Required actions >>
- a) List each character name that appears in the interview excerpt.
- b) Quote the interview excerpt word for word, everything from "A: In all honesty, I" down to "changes you forever.".

I’ve always found the close, intimate relationships one often sees between gay men and straight women fascinating, and in my own life I’ve found it interesting, being a straight man, how close and emotionally intimate my relationships have been with gay men, as well as how much I connect to that culture. (Full disclosure: I was a theater major.)


I know things have changed rapidly in this area, but in 1988 across much of the country, acceptance of varying sexual preferences was nothing like it is now.


For me it felt thrilling and dangerous to land in the middle of this wild city, where you could do, and be, anything, and where “anything” always seemed on the cusp of suddenly confronting you. It challenged you and your sense of who you were.


I know we’re supposed to be blasé about such issues now, but I don’t believe there’s anything blasé about confronting your sexual identity, even if you’re straight. And I don’t think the heartland is nearly as casual about such matters yet as we’d like to think. This issue remains a live wire.


So what we have with this threesome is a sort of nontraditional love triangle. Over the three years they work together before the affair begins (this is in backstory), John and Jeremy turn toward each other. Jeremy is the only one in the office who can read John’s attraction to Alena and the energy that passes between them, and he takes pleasure in teasing John about her, and no doubt Alena as well, propelling them all forward toward one another.


Q: How was the novel's title chosen, and what does it signify for you?


A: In all honesty, I submitted my manuscript with a not very good title, and my editor at my press spent a good amount of time helping me work through it. I don’t remember exactly when it happened, but we hit on this.


I like it a lot. It’s short. It pushes the idea of memory to the forefront, which connects to John and his loves and losses and hauntings, and those key points in one’s life where a significant event occurs that changes you forever.


You don’t want to sleepwalk through such moments. You don’t want to drown them in alcohol or drugs or compulsions; you want to live them and remember them and take them deep inside.


Q: What are you working on now?


A: Trying to get this book into the world has so absorbed and distracted me that I’ve been totally off balance for much too long a time. I’ve been writing short pieces and essays about writing in an attempt to support the book, but I don’t think I was aware of the negative effect of not regularly dropping into my more purely creative process.


As it turns out I’ve been visiting New York City while answering these great, stimulating questions, and just the other day I sat at one of my favorite old coffee shops here and began a new novel, and it felt like I was gulping pure oxygen. On some level the storyline feels like a fool’s errand, but the voice has taken wing. So I don’t know.

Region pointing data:

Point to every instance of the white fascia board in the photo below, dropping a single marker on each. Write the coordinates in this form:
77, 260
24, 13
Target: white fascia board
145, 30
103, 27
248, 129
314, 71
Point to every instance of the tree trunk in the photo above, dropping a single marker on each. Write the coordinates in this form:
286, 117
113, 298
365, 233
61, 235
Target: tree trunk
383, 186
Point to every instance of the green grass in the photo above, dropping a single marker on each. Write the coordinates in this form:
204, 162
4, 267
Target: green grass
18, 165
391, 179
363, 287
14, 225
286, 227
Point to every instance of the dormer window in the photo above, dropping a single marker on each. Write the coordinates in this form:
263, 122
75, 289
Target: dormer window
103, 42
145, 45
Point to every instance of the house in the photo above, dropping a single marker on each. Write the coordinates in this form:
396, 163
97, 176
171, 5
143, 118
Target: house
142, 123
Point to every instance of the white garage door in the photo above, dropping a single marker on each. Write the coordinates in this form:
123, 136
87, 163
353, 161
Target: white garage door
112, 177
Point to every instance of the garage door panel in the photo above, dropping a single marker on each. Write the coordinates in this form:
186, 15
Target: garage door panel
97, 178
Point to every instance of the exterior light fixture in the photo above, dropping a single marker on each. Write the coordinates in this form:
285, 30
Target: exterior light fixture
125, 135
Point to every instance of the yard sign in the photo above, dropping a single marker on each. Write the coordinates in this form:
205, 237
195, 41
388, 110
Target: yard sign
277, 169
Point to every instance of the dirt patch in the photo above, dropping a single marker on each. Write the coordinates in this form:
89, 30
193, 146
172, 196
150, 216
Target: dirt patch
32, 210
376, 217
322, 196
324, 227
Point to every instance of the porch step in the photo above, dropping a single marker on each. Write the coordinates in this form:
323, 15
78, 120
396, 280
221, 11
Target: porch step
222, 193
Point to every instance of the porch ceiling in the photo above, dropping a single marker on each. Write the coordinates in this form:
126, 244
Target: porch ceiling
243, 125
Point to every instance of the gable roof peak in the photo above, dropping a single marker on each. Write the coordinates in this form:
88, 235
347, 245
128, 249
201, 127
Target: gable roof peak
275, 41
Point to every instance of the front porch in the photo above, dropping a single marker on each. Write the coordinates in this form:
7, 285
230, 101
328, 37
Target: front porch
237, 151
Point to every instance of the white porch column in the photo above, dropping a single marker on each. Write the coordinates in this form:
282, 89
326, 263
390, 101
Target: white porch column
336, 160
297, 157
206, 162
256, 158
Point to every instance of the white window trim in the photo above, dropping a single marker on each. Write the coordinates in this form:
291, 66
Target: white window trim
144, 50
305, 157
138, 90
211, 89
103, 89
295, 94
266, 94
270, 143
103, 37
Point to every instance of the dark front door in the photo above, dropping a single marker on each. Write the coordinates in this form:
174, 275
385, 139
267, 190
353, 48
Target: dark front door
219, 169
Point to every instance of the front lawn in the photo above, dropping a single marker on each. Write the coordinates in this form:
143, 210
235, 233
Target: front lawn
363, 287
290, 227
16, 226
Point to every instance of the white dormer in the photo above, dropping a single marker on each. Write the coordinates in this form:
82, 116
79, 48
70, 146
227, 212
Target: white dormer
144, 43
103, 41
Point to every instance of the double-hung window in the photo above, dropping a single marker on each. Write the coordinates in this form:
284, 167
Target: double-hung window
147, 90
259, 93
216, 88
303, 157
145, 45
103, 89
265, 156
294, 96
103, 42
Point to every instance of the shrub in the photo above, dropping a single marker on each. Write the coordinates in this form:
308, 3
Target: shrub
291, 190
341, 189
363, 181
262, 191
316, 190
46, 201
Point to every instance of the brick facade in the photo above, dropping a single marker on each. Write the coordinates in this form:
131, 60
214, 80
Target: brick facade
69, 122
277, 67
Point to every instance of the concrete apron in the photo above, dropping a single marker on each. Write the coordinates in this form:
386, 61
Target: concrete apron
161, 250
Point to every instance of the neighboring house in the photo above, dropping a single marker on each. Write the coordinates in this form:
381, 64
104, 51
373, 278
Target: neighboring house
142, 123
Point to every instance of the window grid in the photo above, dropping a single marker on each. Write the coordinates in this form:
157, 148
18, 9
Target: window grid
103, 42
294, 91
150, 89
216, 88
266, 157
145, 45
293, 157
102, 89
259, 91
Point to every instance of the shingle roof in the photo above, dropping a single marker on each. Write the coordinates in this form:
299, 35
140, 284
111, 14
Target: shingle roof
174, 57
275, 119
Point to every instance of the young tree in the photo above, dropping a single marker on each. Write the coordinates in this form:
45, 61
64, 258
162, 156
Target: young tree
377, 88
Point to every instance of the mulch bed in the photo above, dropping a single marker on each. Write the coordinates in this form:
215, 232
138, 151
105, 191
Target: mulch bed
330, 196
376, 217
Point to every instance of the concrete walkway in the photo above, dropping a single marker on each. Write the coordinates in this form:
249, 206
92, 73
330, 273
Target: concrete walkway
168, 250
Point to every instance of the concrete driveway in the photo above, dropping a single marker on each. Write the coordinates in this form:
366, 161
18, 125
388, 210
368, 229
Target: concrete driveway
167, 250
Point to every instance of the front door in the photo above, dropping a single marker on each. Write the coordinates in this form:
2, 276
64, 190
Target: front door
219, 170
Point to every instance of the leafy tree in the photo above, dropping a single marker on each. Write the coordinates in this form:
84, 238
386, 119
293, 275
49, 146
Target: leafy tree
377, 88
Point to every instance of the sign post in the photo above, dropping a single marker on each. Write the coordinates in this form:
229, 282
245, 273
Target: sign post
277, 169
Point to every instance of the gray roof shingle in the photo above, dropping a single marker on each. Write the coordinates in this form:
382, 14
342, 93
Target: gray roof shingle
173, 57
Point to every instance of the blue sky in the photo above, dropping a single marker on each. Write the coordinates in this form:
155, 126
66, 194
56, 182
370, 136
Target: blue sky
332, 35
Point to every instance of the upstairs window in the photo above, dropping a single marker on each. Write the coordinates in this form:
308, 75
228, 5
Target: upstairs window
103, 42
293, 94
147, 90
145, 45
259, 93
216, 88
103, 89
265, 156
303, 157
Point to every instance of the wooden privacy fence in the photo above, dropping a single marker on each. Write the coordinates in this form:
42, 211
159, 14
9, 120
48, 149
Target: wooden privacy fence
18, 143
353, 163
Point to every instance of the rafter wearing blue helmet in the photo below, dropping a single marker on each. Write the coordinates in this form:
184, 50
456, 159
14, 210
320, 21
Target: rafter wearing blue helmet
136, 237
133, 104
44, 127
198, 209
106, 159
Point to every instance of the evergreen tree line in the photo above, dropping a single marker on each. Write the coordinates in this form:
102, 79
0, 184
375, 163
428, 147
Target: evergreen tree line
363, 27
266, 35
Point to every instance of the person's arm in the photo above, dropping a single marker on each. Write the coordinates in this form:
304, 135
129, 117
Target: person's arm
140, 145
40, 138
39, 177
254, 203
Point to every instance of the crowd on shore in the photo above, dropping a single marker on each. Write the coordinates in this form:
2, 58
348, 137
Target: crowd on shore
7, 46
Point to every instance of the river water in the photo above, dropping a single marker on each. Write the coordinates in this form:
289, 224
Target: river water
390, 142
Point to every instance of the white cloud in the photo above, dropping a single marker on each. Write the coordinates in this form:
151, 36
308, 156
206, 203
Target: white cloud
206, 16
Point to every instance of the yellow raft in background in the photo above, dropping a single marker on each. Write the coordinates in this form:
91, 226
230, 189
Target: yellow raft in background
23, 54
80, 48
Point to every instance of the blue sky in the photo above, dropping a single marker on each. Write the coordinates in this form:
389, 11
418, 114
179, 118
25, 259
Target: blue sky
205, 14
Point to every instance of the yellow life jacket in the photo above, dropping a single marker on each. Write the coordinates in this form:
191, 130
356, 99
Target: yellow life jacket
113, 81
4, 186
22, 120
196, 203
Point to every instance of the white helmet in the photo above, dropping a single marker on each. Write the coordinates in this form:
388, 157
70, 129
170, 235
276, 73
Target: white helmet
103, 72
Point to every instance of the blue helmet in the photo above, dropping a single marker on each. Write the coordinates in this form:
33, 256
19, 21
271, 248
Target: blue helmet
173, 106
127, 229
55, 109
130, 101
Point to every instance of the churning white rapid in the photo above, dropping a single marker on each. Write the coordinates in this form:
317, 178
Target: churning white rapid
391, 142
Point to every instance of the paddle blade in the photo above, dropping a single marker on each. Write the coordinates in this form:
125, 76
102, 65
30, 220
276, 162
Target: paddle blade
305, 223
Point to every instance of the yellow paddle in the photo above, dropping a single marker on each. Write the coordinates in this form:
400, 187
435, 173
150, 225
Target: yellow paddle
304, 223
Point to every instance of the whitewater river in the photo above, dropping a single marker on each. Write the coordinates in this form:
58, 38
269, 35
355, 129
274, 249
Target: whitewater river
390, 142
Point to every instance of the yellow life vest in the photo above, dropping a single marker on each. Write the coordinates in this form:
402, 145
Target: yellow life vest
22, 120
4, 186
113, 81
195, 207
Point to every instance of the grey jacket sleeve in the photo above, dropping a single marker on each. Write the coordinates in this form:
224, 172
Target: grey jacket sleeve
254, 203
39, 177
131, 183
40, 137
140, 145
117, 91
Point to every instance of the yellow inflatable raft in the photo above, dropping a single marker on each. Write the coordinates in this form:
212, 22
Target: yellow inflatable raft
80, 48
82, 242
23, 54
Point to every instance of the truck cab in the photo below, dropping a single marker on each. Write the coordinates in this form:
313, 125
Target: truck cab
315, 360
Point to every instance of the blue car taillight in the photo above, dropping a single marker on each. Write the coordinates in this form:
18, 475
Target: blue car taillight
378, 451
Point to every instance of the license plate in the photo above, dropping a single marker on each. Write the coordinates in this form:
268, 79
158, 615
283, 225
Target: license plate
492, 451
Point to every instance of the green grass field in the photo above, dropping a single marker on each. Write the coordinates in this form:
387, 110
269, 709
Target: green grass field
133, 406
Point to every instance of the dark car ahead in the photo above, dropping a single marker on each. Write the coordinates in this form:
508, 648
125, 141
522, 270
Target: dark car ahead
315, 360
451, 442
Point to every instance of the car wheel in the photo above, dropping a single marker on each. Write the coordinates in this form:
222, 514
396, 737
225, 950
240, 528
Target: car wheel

Answers to this exercise >>
- a) John, Jeremy, Alena

- b)
A: In all honesty, I submitted my manuscript with a not very good title, and my editor at my press spent a good amount of time helping me work through it. I don’t remember exactly when it happened, but we hit on this.


I like it a lot. It’s short. It pushes the idea of memory to the forefront, which connects to John and his loves and losses and hauntings, and those key points in one’s life where a significant event occurs that changes you forever.